> **Work task A**
In the passage on congress and trade fair capacities in Budva, how many fairs does the Adriatic Fair organize each year?
> **Work task B**
Sum up the passage on congress and trade fair capacities in Budva in two sentences.
> **Work task C**
Please continue the passage on congress and trade fair capacities in Budva from where it stops.
═══ Selected text
The poor part of the selection are the congress capacities for association congresses and trade fairs. The Adriatic Fair, owned by the Atlas Group investment company, organizes over 15 fairs in inappropriate capacities each year. They are aware of the inappropriate capacities themselves and hope the Expo Budva programme will change the situation quickly. According to the project, a new hotel called Wyndham and brand new fair grounds with a congress centre are said to be built in 2012. The seriousness of the project was confirmed by a visit from Bill Clinton, organized by Atlas Group owner, Duško Knežević, which probably wasn’t coincidental. The project partner is namely the American construction corporation Turner Constructions.
══════
═══ Data to examine
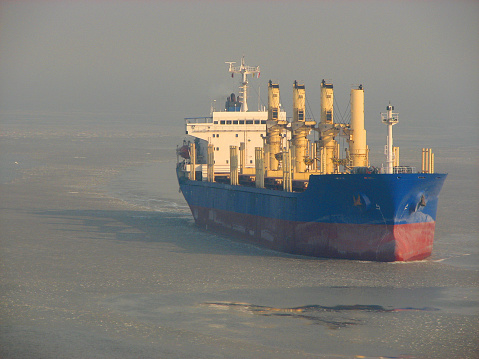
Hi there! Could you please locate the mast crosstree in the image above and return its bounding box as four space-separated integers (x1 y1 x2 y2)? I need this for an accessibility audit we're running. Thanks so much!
226 56 260 112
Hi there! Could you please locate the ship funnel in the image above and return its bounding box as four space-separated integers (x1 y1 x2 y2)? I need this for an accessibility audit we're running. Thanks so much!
265 80 285 171
381 104 399 173
318 80 339 174
349 85 369 167
321 79 334 124
291 81 316 173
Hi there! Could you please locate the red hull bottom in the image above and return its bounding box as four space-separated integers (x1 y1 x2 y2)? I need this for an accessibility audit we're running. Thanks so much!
191 206 435 262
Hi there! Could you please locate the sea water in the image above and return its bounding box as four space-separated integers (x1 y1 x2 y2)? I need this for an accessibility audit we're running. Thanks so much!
0 116 479 358
105 136 479 358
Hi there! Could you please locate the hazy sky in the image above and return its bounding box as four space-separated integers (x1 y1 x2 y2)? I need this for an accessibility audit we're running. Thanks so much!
0 0 479 141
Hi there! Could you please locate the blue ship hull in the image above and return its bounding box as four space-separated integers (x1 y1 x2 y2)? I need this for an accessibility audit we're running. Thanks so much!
177 168 446 261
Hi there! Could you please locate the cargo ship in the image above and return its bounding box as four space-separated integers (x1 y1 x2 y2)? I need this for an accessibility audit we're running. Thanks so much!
176 57 447 261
══════
> **Exercise result A**
Over 15 fairs.

> **Exercise result B**
Capacities for association congresses and trade fairs are the weak point, and the Adriatic Fair, owned by the Atlas Group, holds over 15 fairs a year in inappropriate capacities. Under the Expo Budva project, a new Wyndham hotel and new fair grounds with a congress center are said to be built in 2012, with the American corporation Turner Constructions as partner and a visit from Bill Clinton confirming the project's seriousness.

> **Exercise result C**
Congress tourism as a part of elite tourism is something they are serious and ambitious about on the Montenegro coast. Other projects in the vicinity of Budva are also proof of capital attracting capital. This summer the Aman Hotel in Sveti Štefan was renovated and re-opened, the Porto Montenegro mega yacht marina in Tivat followed, sponsored by such names as banker Jacob Rotschild, Russian oligarch Oleg Deripasko and magnate Bernard Arnault. All for the goal of Montenegro becoming the Monaco of the Adriatic. They face several obstacles on that way, the biggest being poor accessibility by plane and road travel, one of the destination’s biggest current insufficiencies. The national air travel provider has a poorly developed flight net, and according to the opinion of the local congress tourism players, they do not sufficiently understand and support congress tourism. There are only a few low-fare air travel providers, mostly in the near-by Dubrovnik. The entire destination is mostly dependant on charter flights, which are dependent on the attractiveness of the hotel selection. The road accessibility is also lacking. The divide between the tourist slogans about the eco destination and the actual communal order also leaves a bitter aftertaste.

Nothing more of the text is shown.